Available data -

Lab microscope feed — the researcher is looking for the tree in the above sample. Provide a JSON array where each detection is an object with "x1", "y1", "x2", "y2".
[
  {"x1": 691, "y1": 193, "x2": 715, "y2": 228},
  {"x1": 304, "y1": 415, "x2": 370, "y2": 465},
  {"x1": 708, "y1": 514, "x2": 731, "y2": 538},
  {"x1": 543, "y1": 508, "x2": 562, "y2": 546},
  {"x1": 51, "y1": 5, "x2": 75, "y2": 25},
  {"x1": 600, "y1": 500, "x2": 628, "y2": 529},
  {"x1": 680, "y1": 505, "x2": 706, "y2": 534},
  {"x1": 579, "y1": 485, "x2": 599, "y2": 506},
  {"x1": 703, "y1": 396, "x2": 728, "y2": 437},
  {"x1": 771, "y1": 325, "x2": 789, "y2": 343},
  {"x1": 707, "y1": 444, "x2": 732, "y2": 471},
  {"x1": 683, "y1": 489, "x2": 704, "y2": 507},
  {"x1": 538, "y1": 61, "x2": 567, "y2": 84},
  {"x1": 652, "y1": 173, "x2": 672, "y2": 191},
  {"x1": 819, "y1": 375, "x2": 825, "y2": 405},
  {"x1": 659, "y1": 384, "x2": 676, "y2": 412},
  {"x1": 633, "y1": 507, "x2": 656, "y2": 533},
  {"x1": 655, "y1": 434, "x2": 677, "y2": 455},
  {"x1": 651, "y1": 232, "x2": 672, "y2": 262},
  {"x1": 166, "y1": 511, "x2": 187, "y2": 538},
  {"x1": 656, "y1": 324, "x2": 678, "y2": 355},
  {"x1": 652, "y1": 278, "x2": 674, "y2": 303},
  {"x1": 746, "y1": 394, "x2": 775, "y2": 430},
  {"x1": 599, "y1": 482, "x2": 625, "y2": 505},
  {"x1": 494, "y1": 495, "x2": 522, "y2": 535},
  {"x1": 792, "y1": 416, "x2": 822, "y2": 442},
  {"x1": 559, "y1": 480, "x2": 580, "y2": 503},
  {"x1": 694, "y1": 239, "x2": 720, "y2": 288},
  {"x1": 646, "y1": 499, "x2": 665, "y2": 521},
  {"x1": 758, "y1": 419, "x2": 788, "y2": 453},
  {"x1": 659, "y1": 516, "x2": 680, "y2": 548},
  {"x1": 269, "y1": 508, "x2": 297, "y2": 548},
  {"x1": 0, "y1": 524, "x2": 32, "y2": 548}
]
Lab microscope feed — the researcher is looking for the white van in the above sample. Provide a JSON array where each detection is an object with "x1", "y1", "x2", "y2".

Brief -
Restate the data above in full, keeping every word as it is.

Solution for this problem -
Lab microscope feed — the researcher is looking for the tree in the above sample. Provide a JSON array where each detection is an object with "x1", "y1", "x2", "y2".
[
  {"x1": 691, "y1": 193, "x2": 715, "y2": 228},
  {"x1": 304, "y1": 415, "x2": 370, "y2": 465},
  {"x1": 708, "y1": 514, "x2": 731, "y2": 538},
  {"x1": 543, "y1": 508, "x2": 562, "y2": 546},
  {"x1": 51, "y1": 5, "x2": 75, "y2": 25},
  {"x1": 600, "y1": 500, "x2": 628, "y2": 529},
  {"x1": 680, "y1": 505, "x2": 706, "y2": 534},
  {"x1": 579, "y1": 485, "x2": 599, "y2": 506},
  {"x1": 703, "y1": 396, "x2": 728, "y2": 437},
  {"x1": 771, "y1": 325, "x2": 789, "y2": 343},
  {"x1": 707, "y1": 444, "x2": 732, "y2": 471},
  {"x1": 683, "y1": 489, "x2": 704, "y2": 507},
  {"x1": 538, "y1": 61, "x2": 567, "y2": 84},
  {"x1": 652, "y1": 173, "x2": 672, "y2": 191},
  {"x1": 819, "y1": 375, "x2": 825, "y2": 405},
  {"x1": 659, "y1": 384, "x2": 676, "y2": 412},
  {"x1": 633, "y1": 507, "x2": 656, "y2": 533},
  {"x1": 655, "y1": 434, "x2": 677, "y2": 455},
  {"x1": 651, "y1": 232, "x2": 672, "y2": 262},
  {"x1": 166, "y1": 511, "x2": 187, "y2": 538},
  {"x1": 656, "y1": 324, "x2": 678, "y2": 355},
  {"x1": 652, "y1": 278, "x2": 674, "y2": 303},
  {"x1": 746, "y1": 394, "x2": 775, "y2": 430},
  {"x1": 599, "y1": 482, "x2": 625, "y2": 505},
  {"x1": 494, "y1": 495, "x2": 522, "y2": 535},
  {"x1": 792, "y1": 416, "x2": 822, "y2": 442},
  {"x1": 559, "y1": 480, "x2": 580, "y2": 503},
  {"x1": 694, "y1": 239, "x2": 720, "y2": 288},
  {"x1": 646, "y1": 499, "x2": 665, "y2": 521},
  {"x1": 758, "y1": 419, "x2": 788, "y2": 453},
  {"x1": 659, "y1": 516, "x2": 680, "y2": 548},
  {"x1": 269, "y1": 508, "x2": 297, "y2": 548},
  {"x1": 0, "y1": 524, "x2": 32, "y2": 548}
]
Lab microscope feed — the researcher is looking for the white van in the above sample. Provide a JSON array where each detection is an object with "x1", "y1", "x2", "y2".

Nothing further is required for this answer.